▸ **Extrait**:
------------------------------------------------

La Nupes resserre ses liens dans un « parlement » élargi
La Nouvelle Union populaire, écologique et sociale poursuit sa dynamique d’élargissement en se dotant d’un parlement. Visant les 500 membres, celui-ci se présente comme un outil de liaison afin de bâtir une « culture politique commune ».
La grande tente de la Nouvelle Union populaire, écologique et sociale (Nupes) s’agrandit encore. Le 30 mai, la fédération de la gauche et des écologistes – formée par La France insoumise (LFI), Europe Écologie-Les Verts (EELV), le Parti communiste (PCF) et le Parti socialiste (PS) – a acté la naissance du parlement de la Nupes, dans une salle bondée du Xe arrondissement de Paris.

------------------------------------------------

▸ **Données extraites**:
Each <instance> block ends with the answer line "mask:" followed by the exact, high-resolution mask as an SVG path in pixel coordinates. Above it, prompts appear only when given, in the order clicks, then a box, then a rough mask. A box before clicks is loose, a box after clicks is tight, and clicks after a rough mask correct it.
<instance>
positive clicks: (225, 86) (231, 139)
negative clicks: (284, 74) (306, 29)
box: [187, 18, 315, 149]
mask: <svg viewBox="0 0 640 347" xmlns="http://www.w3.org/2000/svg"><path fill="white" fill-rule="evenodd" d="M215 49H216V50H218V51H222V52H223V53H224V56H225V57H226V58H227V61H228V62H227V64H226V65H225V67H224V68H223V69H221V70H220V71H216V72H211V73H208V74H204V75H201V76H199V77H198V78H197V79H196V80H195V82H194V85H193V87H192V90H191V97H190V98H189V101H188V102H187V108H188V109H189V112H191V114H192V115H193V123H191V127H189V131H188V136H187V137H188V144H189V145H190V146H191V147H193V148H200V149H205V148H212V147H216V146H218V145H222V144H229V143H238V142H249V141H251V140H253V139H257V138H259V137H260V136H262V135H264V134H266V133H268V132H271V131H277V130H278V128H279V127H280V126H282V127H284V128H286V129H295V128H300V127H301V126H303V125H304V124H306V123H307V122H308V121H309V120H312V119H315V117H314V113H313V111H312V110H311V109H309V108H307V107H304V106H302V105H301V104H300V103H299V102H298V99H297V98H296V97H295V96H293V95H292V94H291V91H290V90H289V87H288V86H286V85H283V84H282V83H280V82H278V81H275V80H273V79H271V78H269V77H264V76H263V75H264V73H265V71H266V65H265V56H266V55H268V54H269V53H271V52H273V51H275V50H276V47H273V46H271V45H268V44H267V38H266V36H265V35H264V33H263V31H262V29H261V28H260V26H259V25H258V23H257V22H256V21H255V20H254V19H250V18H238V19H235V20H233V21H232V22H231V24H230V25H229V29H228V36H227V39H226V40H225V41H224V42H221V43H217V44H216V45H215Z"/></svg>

------------------------------------------------

▸ **Questions à traiter**:
A. Recopiez fidèlement le passage de l'extrait sur le parlement de la Nupes qui va de « La Nupes resserre » à « arrondissement de Paris. ».
B. Reprenez l'extrait sur le parlement de la Nupes à l'endroit où il s'arrête et poursuivez sa rédaction.

▸ **Réponses proposées**:
A.
La Nupes resserre ses liens dans un « parlement » élargi
La Nouvelle Union populaire, écologique et sociale poursuit sa dynamique d’élargissement en se dotant d’un parlement. Visant les 500 membres, celui-ci se présente comme un outil de liaison afin de bâtir une « culture politique commune ».
La grande tente de la Nouvelle Union populaire, écologique et sociale (Nupes) s’agrandit encore. Le 30 mai, la fédération de la gauche et des écologistes – formée par La France insoumise (LFI), Europe Écologie-Les Verts (EELV), le Parti communiste (PCF) et le Parti socialiste (PS) – a acté la naissance du parlement de la Nupes, dans une salle bondée du Xe arrondissement de Paris.

B.
Il s’agit d’une version réactualisée du parlement de l’Union populaire, l’organe qui avait mis en scène la dynamique d’élargissement du mouvement de Jean-Luc Mélenchon à grand renfort de tribunes, et qui avait alimenté des prolongements thématiques de son programme pendant la campagne présidentielle. Sa composition reflète et renforce l’union encore balbutiante des gauches réconciliées – au prix de quelques contorsions.
Il comprend toujours une moitié de personnalités issues du monde politique, et une moitié de personnalités venues d’ailleurs (syndicalistes, associatifs, artistes, intellectuel·les), sous la présidence de l’ancienne porte-parole d’Attac, Aurélie Trouvé. Mais il a quasiment doublé de volume (l’objectif étant d’atteindre les 500 membres), et la diversité des profils témoigne de l’élargissement de la coalition.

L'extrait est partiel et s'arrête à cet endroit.